Reproduce the listing below verbatim, from its first line through the line containing "206, 360, 219, 372", with both of those lines included.

=== Given entries ===

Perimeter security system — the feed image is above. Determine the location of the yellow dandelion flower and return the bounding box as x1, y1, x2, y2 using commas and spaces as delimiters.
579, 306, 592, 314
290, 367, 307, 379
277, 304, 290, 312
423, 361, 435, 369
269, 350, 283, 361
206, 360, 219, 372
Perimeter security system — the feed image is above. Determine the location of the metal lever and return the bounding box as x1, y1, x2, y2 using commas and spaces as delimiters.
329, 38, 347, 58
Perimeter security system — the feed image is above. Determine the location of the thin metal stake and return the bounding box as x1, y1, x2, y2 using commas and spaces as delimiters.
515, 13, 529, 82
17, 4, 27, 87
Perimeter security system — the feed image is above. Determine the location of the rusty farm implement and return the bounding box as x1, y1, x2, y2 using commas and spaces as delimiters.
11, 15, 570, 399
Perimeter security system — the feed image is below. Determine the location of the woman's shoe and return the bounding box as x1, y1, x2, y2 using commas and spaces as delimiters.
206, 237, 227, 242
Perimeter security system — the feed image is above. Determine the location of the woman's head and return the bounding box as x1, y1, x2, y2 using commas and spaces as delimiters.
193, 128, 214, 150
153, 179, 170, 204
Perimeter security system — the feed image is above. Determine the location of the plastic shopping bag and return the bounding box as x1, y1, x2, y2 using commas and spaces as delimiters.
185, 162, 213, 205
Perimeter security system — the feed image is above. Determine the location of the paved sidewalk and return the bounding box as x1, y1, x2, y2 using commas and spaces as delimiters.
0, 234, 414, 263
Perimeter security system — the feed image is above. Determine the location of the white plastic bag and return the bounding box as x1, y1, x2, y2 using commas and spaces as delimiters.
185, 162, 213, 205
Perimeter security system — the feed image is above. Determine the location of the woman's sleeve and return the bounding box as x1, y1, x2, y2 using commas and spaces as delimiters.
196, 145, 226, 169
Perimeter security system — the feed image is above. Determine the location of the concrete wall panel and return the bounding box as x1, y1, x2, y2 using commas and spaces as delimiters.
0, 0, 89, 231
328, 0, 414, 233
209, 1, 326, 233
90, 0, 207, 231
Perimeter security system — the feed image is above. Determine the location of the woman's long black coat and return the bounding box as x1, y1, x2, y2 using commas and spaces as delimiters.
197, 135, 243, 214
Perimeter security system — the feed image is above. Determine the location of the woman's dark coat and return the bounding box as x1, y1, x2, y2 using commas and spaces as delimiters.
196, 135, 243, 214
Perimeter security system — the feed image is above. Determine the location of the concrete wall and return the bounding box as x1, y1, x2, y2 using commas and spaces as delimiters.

===

> _Worked solution_:
Perimeter security system — the feed image is above. Determine the location of the yellow dandelion flower and return the bounding box as x1, y1, x2, y2 using commas and spaces as delimiters.
579, 306, 592, 314
290, 367, 307, 379
277, 304, 290, 312
423, 361, 435, 369
269, 350, 283, 361
206, 360, 219, 372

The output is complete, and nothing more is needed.